Short problem: Reproduce verbatim the lines of the data below, from the line containing "Study the photograph above. For every instance of the paved" through the end of the data, inclusive.
#### Items ####
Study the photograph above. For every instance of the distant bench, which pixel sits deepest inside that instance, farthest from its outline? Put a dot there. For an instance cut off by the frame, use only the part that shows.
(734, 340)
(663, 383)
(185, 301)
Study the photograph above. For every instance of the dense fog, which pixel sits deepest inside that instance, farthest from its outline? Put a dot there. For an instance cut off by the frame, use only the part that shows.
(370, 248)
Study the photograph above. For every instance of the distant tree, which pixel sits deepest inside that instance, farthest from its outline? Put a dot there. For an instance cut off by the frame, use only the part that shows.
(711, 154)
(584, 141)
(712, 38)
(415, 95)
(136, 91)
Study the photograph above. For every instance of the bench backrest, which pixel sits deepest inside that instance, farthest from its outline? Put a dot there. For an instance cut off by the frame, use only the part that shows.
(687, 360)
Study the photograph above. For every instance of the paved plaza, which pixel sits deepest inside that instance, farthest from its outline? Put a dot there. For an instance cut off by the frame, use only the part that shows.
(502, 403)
####
Full output:
Study the photograph above. For every instance of the paved plaza, which pixel sits deepest inside that instance, farthest from its outline? Put a dot there. For an instance cut off by the frame, use only the part that shows.
(502, 403)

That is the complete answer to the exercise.